State how many lines of the records below contain the word "stainless". Give only the number.

### Data excerpts:
>>>
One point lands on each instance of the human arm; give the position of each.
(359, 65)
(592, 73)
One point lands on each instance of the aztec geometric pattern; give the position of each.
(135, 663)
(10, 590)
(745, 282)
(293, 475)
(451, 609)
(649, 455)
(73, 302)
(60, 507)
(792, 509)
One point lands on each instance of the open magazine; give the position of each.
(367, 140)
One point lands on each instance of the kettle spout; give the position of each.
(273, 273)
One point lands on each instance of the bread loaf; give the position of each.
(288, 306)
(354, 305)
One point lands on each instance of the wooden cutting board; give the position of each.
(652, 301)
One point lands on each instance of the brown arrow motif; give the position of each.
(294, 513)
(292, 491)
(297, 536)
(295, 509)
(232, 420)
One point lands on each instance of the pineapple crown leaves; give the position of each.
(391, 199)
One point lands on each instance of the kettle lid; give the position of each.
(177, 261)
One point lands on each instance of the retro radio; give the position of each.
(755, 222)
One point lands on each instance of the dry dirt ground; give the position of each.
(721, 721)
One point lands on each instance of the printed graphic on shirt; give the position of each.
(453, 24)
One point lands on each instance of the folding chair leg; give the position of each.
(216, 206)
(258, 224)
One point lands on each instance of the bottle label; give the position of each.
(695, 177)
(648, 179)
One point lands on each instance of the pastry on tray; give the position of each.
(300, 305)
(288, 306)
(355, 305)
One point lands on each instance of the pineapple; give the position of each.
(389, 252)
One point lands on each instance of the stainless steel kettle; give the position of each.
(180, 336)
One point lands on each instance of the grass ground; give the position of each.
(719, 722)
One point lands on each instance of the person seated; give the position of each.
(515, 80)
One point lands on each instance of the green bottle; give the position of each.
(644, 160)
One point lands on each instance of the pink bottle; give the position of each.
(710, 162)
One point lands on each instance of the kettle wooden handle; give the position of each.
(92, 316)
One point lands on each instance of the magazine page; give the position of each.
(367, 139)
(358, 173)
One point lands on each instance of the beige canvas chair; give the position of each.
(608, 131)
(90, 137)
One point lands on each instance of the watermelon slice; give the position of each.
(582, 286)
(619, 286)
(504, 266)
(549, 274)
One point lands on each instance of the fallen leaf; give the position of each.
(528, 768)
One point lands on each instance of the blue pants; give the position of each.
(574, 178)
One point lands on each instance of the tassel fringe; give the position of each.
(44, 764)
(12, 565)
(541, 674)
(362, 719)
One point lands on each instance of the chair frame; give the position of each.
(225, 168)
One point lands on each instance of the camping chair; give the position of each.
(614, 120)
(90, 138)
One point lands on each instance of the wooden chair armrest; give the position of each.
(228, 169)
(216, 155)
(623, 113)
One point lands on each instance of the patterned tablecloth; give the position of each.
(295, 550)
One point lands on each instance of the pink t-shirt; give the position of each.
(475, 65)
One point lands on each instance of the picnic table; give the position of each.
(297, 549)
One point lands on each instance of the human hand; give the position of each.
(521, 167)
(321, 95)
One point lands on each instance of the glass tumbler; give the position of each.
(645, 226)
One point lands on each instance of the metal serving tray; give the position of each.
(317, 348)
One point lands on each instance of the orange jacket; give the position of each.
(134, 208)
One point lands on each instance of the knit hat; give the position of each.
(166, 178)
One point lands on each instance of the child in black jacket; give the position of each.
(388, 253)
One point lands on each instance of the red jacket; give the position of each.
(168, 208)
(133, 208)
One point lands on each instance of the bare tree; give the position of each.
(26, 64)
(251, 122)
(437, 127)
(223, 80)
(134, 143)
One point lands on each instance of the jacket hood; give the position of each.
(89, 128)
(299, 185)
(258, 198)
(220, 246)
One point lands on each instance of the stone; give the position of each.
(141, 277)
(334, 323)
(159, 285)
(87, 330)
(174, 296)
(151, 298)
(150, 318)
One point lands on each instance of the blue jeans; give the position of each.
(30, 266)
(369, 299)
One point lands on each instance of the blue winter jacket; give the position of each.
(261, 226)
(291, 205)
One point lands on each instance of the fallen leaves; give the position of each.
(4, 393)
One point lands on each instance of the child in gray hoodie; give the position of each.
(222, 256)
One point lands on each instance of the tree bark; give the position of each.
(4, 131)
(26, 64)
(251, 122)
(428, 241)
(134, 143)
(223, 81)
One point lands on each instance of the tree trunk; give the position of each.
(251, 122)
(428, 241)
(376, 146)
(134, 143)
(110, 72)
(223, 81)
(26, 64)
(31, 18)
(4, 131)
<<<
>>>
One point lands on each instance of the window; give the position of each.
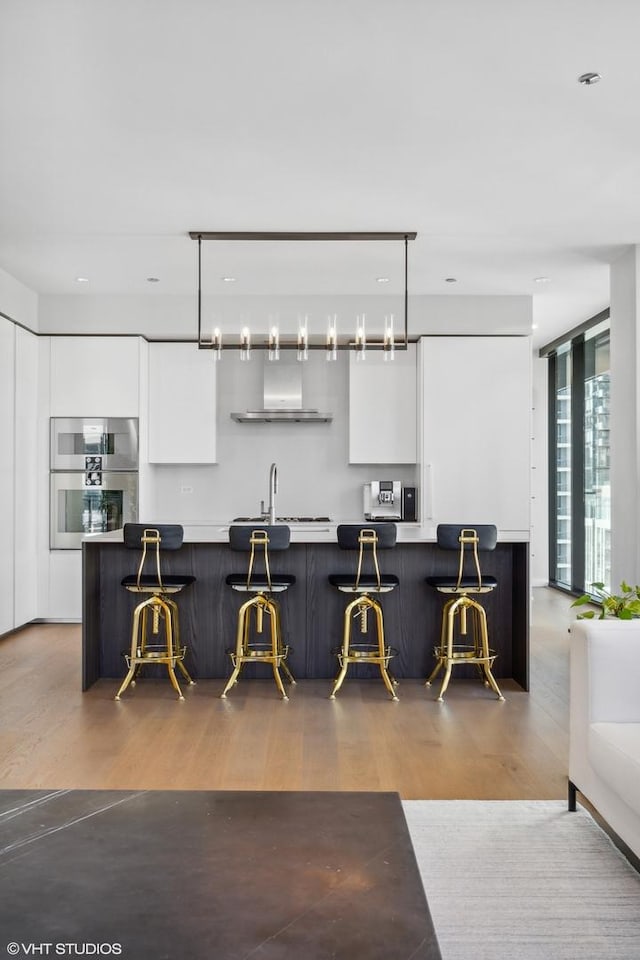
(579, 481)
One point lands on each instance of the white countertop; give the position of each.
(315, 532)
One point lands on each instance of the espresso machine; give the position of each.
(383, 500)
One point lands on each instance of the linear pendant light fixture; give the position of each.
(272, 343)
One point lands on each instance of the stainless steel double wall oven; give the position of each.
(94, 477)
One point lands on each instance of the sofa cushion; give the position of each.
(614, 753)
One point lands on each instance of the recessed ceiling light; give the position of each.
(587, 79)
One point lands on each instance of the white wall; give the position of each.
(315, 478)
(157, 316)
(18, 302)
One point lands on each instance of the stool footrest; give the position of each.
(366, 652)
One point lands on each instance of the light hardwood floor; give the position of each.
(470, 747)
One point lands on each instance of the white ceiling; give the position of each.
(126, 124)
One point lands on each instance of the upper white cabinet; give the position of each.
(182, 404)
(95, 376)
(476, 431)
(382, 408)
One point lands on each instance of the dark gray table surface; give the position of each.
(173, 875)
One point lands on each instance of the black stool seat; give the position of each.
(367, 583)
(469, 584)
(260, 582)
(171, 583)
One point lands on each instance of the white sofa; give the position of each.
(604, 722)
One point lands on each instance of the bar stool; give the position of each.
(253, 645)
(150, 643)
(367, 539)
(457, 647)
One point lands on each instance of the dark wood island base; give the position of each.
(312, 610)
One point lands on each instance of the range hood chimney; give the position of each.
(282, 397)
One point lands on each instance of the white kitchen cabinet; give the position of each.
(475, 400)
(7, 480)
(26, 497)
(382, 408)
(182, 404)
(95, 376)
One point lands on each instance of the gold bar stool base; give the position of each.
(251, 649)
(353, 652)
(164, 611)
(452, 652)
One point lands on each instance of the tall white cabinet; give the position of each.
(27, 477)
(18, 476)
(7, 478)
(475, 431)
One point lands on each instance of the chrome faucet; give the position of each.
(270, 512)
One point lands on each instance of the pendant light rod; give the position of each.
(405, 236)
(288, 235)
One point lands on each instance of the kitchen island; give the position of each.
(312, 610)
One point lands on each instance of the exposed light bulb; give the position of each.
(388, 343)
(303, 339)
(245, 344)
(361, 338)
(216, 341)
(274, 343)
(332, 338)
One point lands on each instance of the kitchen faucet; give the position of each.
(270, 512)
<<<
### Task result:
2